--- Excerpt provided ---
When restaurateur Ariel Arce called me a few weeks ago, just before the opening of her new business Special Club, she sounded a bit hoarse. She was sipping tea and hot soup in bed after coming down with a head cold—the stress of working through the weekend in anticipation of her latest venture, which harks back to what Arce described as the lost art of seeing live music while you dine. It’s the fourth venue that she’s opened on MacDougal Street in New York City in three years, which sounds like an incomprehensible feat for anyone, let alone someone barely over 30 years old (Arce is 31).
Special Club is very much in the same spirit as her other spots on MacDougal (a geographical coincidence that she says she would never in a million years have predicted). There’s Air’s Champagne Parlor, her first, devoted to her love of the titular bubbly; Tokyo Record Bar, a small izakaya where guests choose the playlist from a vinyl jukebox; and Niche Niche, a supper club with a curated wine tasting developed by a different person each night, chosen from Arce’s extended network of sommeliers. “It feels like a little party that we throw, like you’re welcome into our home,” said Arce of Niche Niche, a sentiment that one could reasonably apply to each of her projects.
--- Given records ---
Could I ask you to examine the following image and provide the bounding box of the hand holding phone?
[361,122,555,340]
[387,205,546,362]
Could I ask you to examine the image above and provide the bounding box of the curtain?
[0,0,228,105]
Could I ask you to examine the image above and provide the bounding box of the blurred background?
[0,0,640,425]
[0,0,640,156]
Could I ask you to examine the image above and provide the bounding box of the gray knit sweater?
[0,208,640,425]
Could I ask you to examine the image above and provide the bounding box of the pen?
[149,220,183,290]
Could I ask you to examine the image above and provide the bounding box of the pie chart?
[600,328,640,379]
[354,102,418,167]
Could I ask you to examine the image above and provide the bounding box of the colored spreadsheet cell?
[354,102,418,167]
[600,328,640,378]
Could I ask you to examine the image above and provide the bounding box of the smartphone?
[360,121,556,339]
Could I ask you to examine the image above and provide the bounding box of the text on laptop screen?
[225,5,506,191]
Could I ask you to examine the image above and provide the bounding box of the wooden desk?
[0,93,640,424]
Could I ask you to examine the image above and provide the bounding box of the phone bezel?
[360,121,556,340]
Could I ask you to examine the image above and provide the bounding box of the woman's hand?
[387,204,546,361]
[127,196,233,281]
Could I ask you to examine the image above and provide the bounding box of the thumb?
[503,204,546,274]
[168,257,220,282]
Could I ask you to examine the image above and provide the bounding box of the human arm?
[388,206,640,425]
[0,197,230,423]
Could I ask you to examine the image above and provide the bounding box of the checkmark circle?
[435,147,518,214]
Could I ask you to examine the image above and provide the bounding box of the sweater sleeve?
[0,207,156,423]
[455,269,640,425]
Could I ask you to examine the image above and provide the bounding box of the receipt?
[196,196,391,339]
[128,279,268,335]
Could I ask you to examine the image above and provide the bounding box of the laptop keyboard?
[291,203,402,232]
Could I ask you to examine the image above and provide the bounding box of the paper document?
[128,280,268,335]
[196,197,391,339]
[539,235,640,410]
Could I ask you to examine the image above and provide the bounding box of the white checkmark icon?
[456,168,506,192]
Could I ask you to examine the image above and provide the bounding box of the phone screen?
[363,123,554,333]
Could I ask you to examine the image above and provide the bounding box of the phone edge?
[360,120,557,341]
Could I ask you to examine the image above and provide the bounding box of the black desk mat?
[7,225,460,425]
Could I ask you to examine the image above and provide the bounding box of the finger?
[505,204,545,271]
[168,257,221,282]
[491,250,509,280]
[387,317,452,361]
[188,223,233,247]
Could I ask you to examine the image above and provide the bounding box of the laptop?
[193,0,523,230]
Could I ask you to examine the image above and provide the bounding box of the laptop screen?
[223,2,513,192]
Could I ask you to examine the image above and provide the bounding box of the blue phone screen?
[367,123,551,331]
---
Tasks for this exercise:
1/ Reproduce the passage of the Ariel Arce profile that opens with the words containing "Special Club is" and closes with "of her projects.".
2/ Name every venue the Ariel Arce profile says she has opened on MacDougal Street.
3/ Extend the Ariel Arce profile by writing what comes next after its last sentence.
The listing is separate material, distinct from the profile of Ariel Arce.

Answers for the exercise:
1/
Special Club is very much in the same spirit as her other spots on MacDougal (a geographical coincidence that she says she would never in a million years have predicted). There’s Air’s Champagne Parlor, her first, devoted to her love of the titular bubbly; Tokyo Record Bar, a small izakaya where guests choose the playlist from a vinyl jukebox; and Niche Niche, a supper club with a curated wine tasting developed by a different person each night, chosen from Arce’s extended network of sommeliers. “It feels like a little party that we throw, like you’re welcome into our home,” said Arce of Niche Niche, a sentiment that one could reasonably apply to each of her projects.

2/ Air's Champagne Parlor, Tokyo Record Bar, Niche Niche, and Special Club.

3/
Arce spent the first half of her life working as a professional actor, but the restaurant industry has always captivated her, thanks to her father’s stories of working in dining establishments in his hometown of New Orleans. It wasn’t until she moved to Chicago that she delved headfirst into the hospitality business—her first job was a humble catering gig—which coincided with her burgeoning interest in champagne. “Being young and being a woman in this industry can be difficult because you often don’t feel your self-worth, and you work really long and hard hours,” Arce said. “That’s actually how I ended up falling in love with champagne—on the sixth or seventh day of your workweek after working tons of hours, I would buy a bottle of champagne, and then the next week it would turn into two bottles, and two bottles would turn into a vintage.”
This early interest in champagne led her to the long-standing Pops for Champagne bar in Chicago, where she cut her teeth. It’s a beverage that Arce acknowledges is not necessarily trendy or cool, but one that’s inherently stable. People always turn to the bubbly wine for special occasions, but Arce also wanted to prove that it’s actually much more versatile than one might think. “It’s this beverage that is so much more than bubbles in a glass. It’s really wine first and it doesn’t have to be incredibly expensive—you can drink it every day. You can drink it with lunch, and you can drink it with dinner.”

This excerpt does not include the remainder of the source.